* **Data section**

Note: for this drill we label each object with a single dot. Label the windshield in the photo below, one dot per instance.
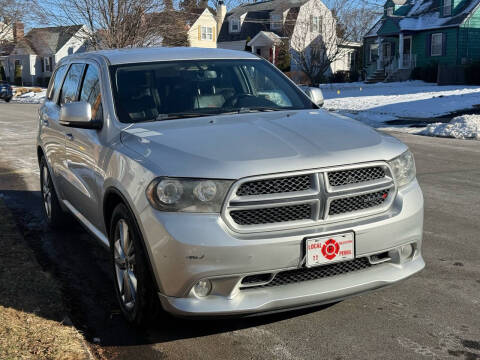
(172, 90)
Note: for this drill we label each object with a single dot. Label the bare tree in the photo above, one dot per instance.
(322, 35)
(116, 23)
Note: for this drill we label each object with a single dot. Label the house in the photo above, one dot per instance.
(306, 27)
(422, 33)
(203, 24)
(35, 54)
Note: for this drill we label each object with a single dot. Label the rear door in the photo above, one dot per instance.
(83, 150)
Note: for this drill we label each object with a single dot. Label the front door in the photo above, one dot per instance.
(407, 51)
(83, 151)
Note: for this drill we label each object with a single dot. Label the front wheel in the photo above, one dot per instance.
(134, 285)
(56, 217)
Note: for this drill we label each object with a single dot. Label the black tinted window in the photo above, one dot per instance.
(91, 92)
(56, 81)
(70, 85)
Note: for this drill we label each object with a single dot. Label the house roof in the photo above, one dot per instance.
(47, 40)
(426, 15)
(257, 18)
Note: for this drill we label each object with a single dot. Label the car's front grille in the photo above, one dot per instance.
(309, 197)
(272, 215)
(356, 203)
(275, 185)
(315, 273)
(355, 176)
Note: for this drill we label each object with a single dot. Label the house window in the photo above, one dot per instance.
(437, 44)
(47, 65)
(207, 33)
(276, 21)
(447, 7)
(316, 23)
(234, 24)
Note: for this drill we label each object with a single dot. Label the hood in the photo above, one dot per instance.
(240, 145)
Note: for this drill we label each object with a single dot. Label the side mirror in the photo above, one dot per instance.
(315, 94)
(78, 114)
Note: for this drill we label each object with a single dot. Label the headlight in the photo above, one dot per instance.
(403, 168)
(188, 195)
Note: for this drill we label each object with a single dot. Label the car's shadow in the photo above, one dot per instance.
(82, 267)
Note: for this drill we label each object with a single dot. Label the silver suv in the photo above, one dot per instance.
(220, 187)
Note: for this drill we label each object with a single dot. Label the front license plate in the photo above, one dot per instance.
(330, 249)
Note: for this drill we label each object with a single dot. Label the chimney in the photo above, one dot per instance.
(17, 31)
(221, 12)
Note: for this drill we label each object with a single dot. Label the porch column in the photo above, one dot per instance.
(380, 54)
(400, 50)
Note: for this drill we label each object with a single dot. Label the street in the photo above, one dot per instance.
(434, 314)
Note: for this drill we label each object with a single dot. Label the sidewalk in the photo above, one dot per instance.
(31, 308)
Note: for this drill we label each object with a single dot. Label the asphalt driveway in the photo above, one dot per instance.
(434, 314)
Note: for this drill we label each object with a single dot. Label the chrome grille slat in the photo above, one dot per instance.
(356, 203)
(306, 198)
(315, 273)
(355, 176)
(272, 215)
(275, 185)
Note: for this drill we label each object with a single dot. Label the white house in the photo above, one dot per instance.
(266, 25)
(36, 53)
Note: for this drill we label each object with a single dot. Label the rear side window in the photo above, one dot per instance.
(91, 92)
(69, 92)
(56, 82)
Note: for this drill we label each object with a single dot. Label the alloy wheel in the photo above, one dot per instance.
(124, 256)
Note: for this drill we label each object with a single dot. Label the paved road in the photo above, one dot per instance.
(434, 314)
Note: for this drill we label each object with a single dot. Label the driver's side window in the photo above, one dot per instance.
(69, 91)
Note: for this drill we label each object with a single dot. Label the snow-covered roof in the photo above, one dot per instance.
(426, 15)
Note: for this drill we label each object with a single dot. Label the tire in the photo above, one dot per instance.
(56, 217)
(134, 286)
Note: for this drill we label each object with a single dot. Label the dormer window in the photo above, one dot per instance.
(447, 7)
(276, 21)
(234, 24)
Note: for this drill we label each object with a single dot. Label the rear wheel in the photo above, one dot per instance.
(54, 213)
(134, 285)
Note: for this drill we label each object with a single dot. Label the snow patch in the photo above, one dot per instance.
(461, 127)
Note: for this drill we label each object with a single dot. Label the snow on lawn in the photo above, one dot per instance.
(461, 127)
(31, 97)
(377, 103)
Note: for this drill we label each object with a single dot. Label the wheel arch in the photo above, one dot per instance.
(113, 197)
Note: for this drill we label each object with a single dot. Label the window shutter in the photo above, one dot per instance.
(444, 44)
(428, 45)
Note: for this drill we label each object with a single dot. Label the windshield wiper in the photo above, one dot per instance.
(180, 115)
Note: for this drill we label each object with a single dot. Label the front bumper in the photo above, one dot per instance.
(185, 248)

* **Instructions to follow**
Repeat the material verbatim but without any of its pictures.

* **Output of the exercise**
Note: for this drill we label each object with a single dot. Label the windshield in the photo below, one dot per instance.
(172, 90)
Note: for this drill we label each object with a single dot. Label the bare tree in the photo above, one dot per instance.
(322, 35)
(116, 23)
Note: for this drill we label each object with a single dot. Label the house in the photo above, one dot per instance.
(306, 27)
(422, 33)
(203, 24)
(35, 54)
Note: for this drill we label each object with a single dot. Label the rear door in the photo above, one dot per instance.
(83, 150)
Note: for this drill we label each object with a single dot. Label the front door in the photo above, one dot per instance.
(407, 51)
(83, 151)
Note: for this drill we label each object with a single dot. Label the front wheel in the photo above, one dot per instance.
(134, 285)
(56, 217)
Note: for this drill we label each object with a single dot. Label the black tinted window in the photo above, one dot per instance.
(91, 92)
(56, 81)
(70, 85)
Note: for this drill we label each object with a single dot. Label the house roof in the photo above, one dot per instance.
(47, 40)
(426, 15)
(257, 18)
Note: for this drill we label each object with a single dot. Label the car's front grille in the photo above, one dot per instance.
(309, 197)
(272, 215)
(356, 203)
(275, 185)
(315, 273)
(355, 176)
Note: for this drill we label each object with a single dot. Label the house window in the photo above, one dot per instance.
(437, 44)
(47, 65)
(207, 33)
(276, 21)
(447, 7)
(316, 23)
(234, 24)
Note: for this drill we label each object with a single dot. Label the hood in the photo above, one dot per instance.
(240, 145)
Note: for this drill we label each object with a single dot. Label the side mirror in the photo above, one dot per instance.
(315, 94)
(78, 114)
Note: for this drill we label each object with a single dot. Label the headlight in the photo above, one dot per instance.
(403, 168)
(188, 195)
Note: for this drill we label each object with a single dot. Label the car's shadow in the photo above, one dot per instance.
(82, 267)
Note: for this drill we label each object with a single dot. Label the silver suv in the photo above, one dot per instance.
(220, 187)
Note: for this drill we label each object with a single dot. Label the front license plate in the photo above, one dot per instance.
(330, 249)
Note: for this drill we label each object with a single dot. Label the chimney in the photo above, one dot per instance.
(17, 31)
(221, 12)
Note: for this drill we label each object with a single dot. Label the porch column in the photo above, one dot per instance.
(380, 54)
(400, 50)
Note: for this drill we label each object with a single dot. Label the street in the photo above, one dot per instance.
(434, 314)
Note: for this drill we label each object with a single dot. Label the sidewalk in the photo above, one dot per instance.
(31, 308)
Note: for this drill we label each object with a single dot. Label the asphalt driveway in the photo above, one dot per instance.
(434, 314)
Note: for this drill we label each object with a single dot. Label the chrome grille slat in the photo above, one dot per instance.
(356, 203)
(306, 198)
(315, 273)
(355, 176)
(272, 215)
(275, 185)
Note: for this drill we label each object with a single dot. Label the white house in the photo above, one dot per instance.
(266, 25)
(36, 53)
Note: for this drill we label each object with a single dot. Label the rear side window in the photo above, one dot per instance.
(91, 92)
(69, 92)
(56, 82)
Note: for this drill we label each object with a single dot. Label the alloy wheel in the photo above, one dot per instance.
(124, 256)
Note: for this drill we label each object with a single dot. Label the paved road in the photo above, one dot per instance.
(434, 314)
Note: for this drill we label each object with a single dot. Label the driver's side window in the photo above, one dot per instance.
(69, 91)
Note: for this drill we label each object with a single dot. Label the snow-covered roof in the photo above, one dot per instance.
(426, 15)
Note: for this drill we label each object with a single dot. Label the tire in the photo above, one dot per instance.
(56, 217)
(134, 286)
Note: for this drill we label each object with a single dot. Label the dormer window in the photo above, one dot per instance.
(447, 7)
(276, 21)
(234, 24)
Note: for this drill we label each object with a single dot. Label the rear wheel in the photo above, one dot per instance.
(54, 213)
(134, 285)
Note: for this drill we label each object with a single dot. Label the snow patch in the photo above, one dot per instance.
(461, 127)
Note: for this drill we label each object with a single dot. Label the snow on lawn in the photo above, one dot per instance.
(461, 127)
(31, 97)
(377, 103)
Note: for this drill we label each object with a single dot. Label the wheel arch in the photo above, one dot per instance.
(113, 197)
Note: for this drill we label each object with a single dot. Label the window shutter in the photo above, one dot per instance.
(444, 44)
(428, 45)
Note: for this drill we label each object with a single dot. Label the windshield wiper in the photo above, one dot per instance.
(180, 115)
Note: for this drill we label each object with a single dot. Label the front bumper in the photo above, one dot per instance.
(185, 248)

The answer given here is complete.